* _DATA ENTRIES_:
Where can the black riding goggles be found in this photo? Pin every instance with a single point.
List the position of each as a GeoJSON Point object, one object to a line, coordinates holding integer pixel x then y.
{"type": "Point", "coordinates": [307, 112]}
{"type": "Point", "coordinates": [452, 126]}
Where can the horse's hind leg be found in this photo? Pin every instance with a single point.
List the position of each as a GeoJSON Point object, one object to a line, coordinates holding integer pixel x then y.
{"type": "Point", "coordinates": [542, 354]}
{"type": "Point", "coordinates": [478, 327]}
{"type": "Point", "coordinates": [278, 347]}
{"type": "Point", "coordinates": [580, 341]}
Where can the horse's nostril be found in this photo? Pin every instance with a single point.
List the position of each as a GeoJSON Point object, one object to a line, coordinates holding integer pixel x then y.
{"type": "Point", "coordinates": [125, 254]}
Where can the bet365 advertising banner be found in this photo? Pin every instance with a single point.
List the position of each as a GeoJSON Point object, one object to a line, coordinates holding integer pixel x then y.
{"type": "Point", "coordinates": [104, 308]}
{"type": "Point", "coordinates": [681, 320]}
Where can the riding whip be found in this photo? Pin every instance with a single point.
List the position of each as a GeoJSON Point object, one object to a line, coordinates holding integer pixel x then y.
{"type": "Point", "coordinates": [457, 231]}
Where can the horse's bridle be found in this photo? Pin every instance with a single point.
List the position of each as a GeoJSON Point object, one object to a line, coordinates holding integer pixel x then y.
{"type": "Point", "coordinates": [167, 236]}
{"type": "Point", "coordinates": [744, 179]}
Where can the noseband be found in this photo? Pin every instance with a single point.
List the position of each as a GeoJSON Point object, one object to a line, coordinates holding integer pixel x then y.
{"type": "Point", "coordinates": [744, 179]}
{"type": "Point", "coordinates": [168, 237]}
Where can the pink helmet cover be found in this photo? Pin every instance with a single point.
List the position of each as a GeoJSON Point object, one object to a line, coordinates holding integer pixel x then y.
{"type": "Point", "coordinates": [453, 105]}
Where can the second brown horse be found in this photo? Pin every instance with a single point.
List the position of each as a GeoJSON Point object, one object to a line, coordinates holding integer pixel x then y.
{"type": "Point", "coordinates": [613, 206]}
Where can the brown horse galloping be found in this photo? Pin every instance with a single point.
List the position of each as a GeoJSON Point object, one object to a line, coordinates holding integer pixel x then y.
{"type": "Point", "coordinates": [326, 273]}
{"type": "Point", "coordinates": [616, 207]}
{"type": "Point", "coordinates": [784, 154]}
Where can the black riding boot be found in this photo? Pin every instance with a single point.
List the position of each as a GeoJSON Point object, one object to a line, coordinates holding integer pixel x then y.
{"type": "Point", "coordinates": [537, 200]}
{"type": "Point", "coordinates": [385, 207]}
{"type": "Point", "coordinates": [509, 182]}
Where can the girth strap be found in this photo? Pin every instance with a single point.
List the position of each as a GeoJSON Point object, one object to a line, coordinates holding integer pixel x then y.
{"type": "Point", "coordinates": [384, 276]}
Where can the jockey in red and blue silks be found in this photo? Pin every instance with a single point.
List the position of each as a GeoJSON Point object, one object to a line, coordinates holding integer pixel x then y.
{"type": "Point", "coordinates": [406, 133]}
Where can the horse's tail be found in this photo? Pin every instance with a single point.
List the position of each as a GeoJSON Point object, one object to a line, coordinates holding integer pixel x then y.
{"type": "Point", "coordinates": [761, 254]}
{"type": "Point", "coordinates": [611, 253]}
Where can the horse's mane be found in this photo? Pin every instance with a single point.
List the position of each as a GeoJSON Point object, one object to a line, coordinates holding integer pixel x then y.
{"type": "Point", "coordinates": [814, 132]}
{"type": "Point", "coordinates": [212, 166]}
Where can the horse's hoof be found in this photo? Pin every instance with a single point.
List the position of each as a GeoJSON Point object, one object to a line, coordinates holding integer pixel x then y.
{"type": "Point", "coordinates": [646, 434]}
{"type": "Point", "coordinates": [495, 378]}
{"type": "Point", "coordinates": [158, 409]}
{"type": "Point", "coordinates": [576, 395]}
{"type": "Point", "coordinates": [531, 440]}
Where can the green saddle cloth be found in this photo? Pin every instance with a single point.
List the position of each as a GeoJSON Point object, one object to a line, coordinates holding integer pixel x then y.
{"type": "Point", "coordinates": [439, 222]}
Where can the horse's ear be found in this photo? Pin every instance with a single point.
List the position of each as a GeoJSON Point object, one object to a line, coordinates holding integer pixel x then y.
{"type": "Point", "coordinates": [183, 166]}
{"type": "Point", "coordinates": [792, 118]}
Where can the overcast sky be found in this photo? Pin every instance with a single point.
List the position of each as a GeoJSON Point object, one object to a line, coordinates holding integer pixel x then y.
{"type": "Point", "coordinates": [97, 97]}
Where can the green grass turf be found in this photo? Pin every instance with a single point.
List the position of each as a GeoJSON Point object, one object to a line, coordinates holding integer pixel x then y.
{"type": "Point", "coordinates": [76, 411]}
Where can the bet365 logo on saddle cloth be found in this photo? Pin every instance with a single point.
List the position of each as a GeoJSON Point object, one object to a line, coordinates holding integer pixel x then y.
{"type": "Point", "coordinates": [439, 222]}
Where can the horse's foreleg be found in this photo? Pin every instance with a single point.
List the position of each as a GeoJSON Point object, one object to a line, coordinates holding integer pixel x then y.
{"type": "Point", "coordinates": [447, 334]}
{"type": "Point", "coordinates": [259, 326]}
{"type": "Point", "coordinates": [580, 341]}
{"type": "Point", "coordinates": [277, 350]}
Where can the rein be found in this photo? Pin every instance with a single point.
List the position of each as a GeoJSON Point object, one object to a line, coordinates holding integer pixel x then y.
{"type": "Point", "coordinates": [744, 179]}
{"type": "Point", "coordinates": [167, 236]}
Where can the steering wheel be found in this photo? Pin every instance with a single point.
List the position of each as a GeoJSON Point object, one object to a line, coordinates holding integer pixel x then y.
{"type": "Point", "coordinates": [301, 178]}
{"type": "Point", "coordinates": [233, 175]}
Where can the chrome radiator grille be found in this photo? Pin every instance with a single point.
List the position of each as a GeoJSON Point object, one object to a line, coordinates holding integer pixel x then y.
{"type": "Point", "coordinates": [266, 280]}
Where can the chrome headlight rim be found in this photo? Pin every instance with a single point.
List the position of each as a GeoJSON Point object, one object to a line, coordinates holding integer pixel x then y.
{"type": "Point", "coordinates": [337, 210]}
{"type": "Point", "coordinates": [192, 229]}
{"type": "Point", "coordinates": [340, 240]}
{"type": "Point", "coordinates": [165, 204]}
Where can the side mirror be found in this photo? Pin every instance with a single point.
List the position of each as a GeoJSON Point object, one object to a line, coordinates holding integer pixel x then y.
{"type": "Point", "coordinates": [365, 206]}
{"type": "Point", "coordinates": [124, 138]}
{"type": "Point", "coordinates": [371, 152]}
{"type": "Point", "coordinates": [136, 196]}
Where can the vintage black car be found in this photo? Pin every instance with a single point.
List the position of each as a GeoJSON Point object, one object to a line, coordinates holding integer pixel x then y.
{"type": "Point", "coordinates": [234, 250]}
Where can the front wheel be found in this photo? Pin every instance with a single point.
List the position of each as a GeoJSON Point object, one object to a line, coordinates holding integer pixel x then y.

* _WHAT TO WORK ON_: Render every line of the entries above as a numbered list, skipping any blank lines.

* _EXERCISE ANSWER_:
1. Where can the black riding goggles be found in this photo? Pin every instance with a single point.
2. List the position of each as a GeoJSON Point object, one object to a line, coordinates holding integer pixel x then y.
3. {"type": "Point", "coordinates": [307, 112]}
4. {"type": "Point", "coordinates": [452, 126]}
5. Where can the horse's hind leg be found in this photo? Pin every instance with a single point.
6. List the position of each as a GeoJSON Point object, one object to a line, coordinates holding integer pixel x then y.
7. {"type": "Point", "coordinates": [542, 354]}
8. {"type": "Point", "coordinates": [478, 327]}
9. {"type": "Point", "coordinates": [278, 347]}
10. {"type": "Point", "coordinates": [580, 341]}
11. Where can the horse's nostril be found in this photo? Pin every instance with a single point.
12. List the position of each as a GeoJSON Point object, one object to a line, coordinates holding integer pixel x then y.
13. {"type": "Point", "coordinates": [125, 254]}
14. Where can the bet365 advertising banner be found in this photo? Pin every instance with a single point.
15. List the position of each as a GeoJSON Point object, one object to a line, coordinates holding integer pixel x then y.
16. {"type": "Point", "coordinates": [104, 308]}
17. {"type": "Point", "coordinates": [681, 320]}
18. Where can the riding whip be found in this photo? Pin every instance with a single point.
19. List the position of each as a GeoJSON Point object, one object to a line, coordinates holding integer pixel x then y.
20. {"type": "Point", "coordinates": [457, 231]}
21. Where can the horse's bridle be found in this photo? Pin every instance with a single point.
22. List the position of each as a GeoJSON Point object, one object to a line, coordinates holding integer pixel x then y.
23. {"type": "Point", "coordinates": [167, 236]}
24. {"type": "Point", "coordinates": [744, 179]}
25. Where can the noseband be found in this photo? Pin every instance with a single point.
26. List the position of each as a GeoJSON Point object, one object to a line, coordinates holding integer pixel x then y.
27. {"type": "Point", "coordinates": [744, 179]}
28. {"type": "Point", "coordinates": [168, 237]}
29. Where can the pink helmet cover be found in this photo? Pin every instance with a single point.
30. List the position of each as a GeoJSON Point object, one object to a line, coordinates holding integer pixel x then y.
31. {"type": "Point", "coordinates": [453, 105]}
32. Where can the second brown horse be found in this photo? Pin every instance with a single point.
33. List the position of each as a GeoJSON Point object, one object to a line, coordinates holding integer pixel x then y.
34. {"type": "Point", "coordinates": [613, 206]}
35. Where can the brown horse galloping be found in this photo? Pin every instance with a single point.
36. List the position of each as a GeoJSON Point object, one object to a line, coordinates holding integer pixel x then y.
37. {"type": "Point", "coordinates": [326, 273]}
38. {"type": "Point", "coordinates": [616, 207]}
39. {"type": "Point", "coordinates": [784, 154]}
40. Where can the black riding boot be found in this photo? Pin every instance with a single point.
41. List the position of each as a GeoJSON Point object, one object to a line, coordinates holding integer pixel x then y.
42. {"type": "Point", "coordinates": [537, 200]}
43. {"type": "Point", "coordinates": [385, 207]}
44. {"type": "Point", "coordinates": [509, 182]}
45. Where can the girth strap be found in this photo? Pin every instance with a single point.
46. List the position of each as a GeoJSON Point object, one object to a line, coordinates holding integer pixel x then y.
47. {"type": "Point", "coordinates": [384, 276]}
48. Where can the jockey in red and blue silks be found in this photo? Pin every instance with a single point.
49. List the position of each as a GeoJSON Point object, one object to a line, coordinates holding integer pixel x then y.
50. {"type": "Point", "coordinates": [406, 133]}
51. Where can the horse's tail be found in this photo? Pin every instance with a single point.
52. List the position of each as a GeoJSON Point object, one object to a line, coordinates holding integer pixel x then y.
53. {"type": "Point", "coordinates": [761, 254]}
54. {"type": "Point", "coordinates": [611, 253]}
55. Where can the horse's mane be found in this photo? Pin every instance with a single point.
56. List the position of each as a GeoJSON Point object, one object to a line, coordinates holding integer pixel x then y.
57. {"type": "Point", "coordinates": [814, 132]}
58. {"type": "Point", "coordinates": [212, 166]}
59. Where can the horse's hoof be found in this photo? Pin every instance with a single point.
60. List the position of each as a GeoJSON Point object, one object to a line, coordinates holding integer pixel x then y.
61. {"type": "Point", "coordinates": [646, 434]}
62. {"type": "Point", "coordinates": [495, 378]}
63. {"type": "Point", "coordinates": [158, 409]}
64. {"type": "Point", "coordinates": [576, 395]}
65. {"type": "Point", "coordinates": [531, 440]}
66. Where can the green saddle cloth be found in this photo? Pin every instance with a single point.
67. List the position of each as a GeoJSON Point object, one object to a line, coordinates holding integer pixel x then y.
68. {"type": "Point", "coordinates": [439, 222]}
69. Where can the horse's ear be found in this photo? Pin every instance with a single point.
70. List the position of each as a GeoJSON Point object, one object to a line, coordinates holding integer pixel x then y.
71. {"type": "Point", "coordinates": [183, 166]}
72. {"type": "Point", "coordinates": [792, 118]}
73. Where can the overcast sky be found in this photo? Pin every instance with a single point.
74. List the position of each as a GeoJSON Point object, one object to a line, coordinates holding integer pixel x then y.
75. {"type": "Point", "coordinates": [97, 97]}
76. Where can the green grass turf be found in this photo? Pin every instance with a single point.
77. List the position of each as a GeoJSON Point object, one object to a line, coordinates holding integer pixel x then y.
78. {"type": "Point", "coordinates": [76, 411]}
79. Where can the bet365 logo on saddle cloth be found in this photo? Pin every instance with a single point.
80. List the position of each as a GeoJSON Point object, one object to a line, coordinates holding integer pixel x then y.
81. {"type": "Point", "coordinates": [439, 222]}
82. Where can the horse's foreleg be found in this photo? Pin every instance with a single point.
83. List the position of each as a GeoJSON Point object, one object to a line, coordinates holding integer pixel x then y.
84. {"type": "Point", "coordinates": [447, 334]}
85. {"type": "Point", "coordinates": [259, 326]}
86. {"type": "Point", "coordinates": [580, 341]}
87. {"type": "Point", "coordinates": [277, 350]}
88. Where can the rein be found in this photo? Pin every instance with a single point.
89. List the position of each as a GeoJSON Point object, one object to a line, coordinates holding integer pixel x then y.
90. {"type": "Point", "coordinates": [744, 179]}
91. {"type": "Point", "coordinates": [167, 236]}
92. Where can the steering wheel be found in this photo? Pin every instance with a single point.
93. List the position of each as a GeoJSON Point object, one object to a line, coordinates holding integer pixel x then y.
94. {"type": "Point", "coordinates": [301, 178]}
95. {"type": "Point", "coordinates": [233, 175]}
96. Where can the chrome radiator grille be found in this photo? Pin every instance with a single point.
97. List the position of each as a GeoJSON Point object, one object to a line, coordinates holding integer pixel x then y.
98. {"type": "Point", "coordinates": [266, 280]}
99. Where can the chrome headlight rim be found in this photo? Pin every instance with a single point.
100. List the position of each as a GeoJSON Point object, one object to a line, coordinates holding integer pixel x then y.
101. {"type": "Point", "coordinates": [337, 210]}
102. {"type": "Point", "coordinates": [192, 229]}
103. {"type": "Point", "coordinates": [340, 240]}
104. {"type": "Point", "coordinates": [165, 204]}
105. Where can the side mirror be found in this photo? Pin every instance with a single point.
106. List the position of each as a GeoJSON Point object, one object to a line, coordinates holding integer pixel x then y.
107. {"type": "Point", "coordinates": [365, 206]}
108. {"type": "Point", "coordinates": [124, 138]}
109. {"type": "Point", "coordinates": [371, 152]}
110. {"type": "Point", "coordinates": [136, 196]}
111. Where can the vintage black car be found in this photo? Pin every instance with a single point.
112. List the position of each as a GeoJSON Point object, one object to a line, coordinates holding integer pixel x then y.
113. {"type": "Point", "coordinates": [234, 250]}
114. Where can the front wheel be found in this photo? Pin every instance with a single point.
115. List the position of each as a GeoJSON Point object, one object to a line, coordinates holding integer pixel x then y.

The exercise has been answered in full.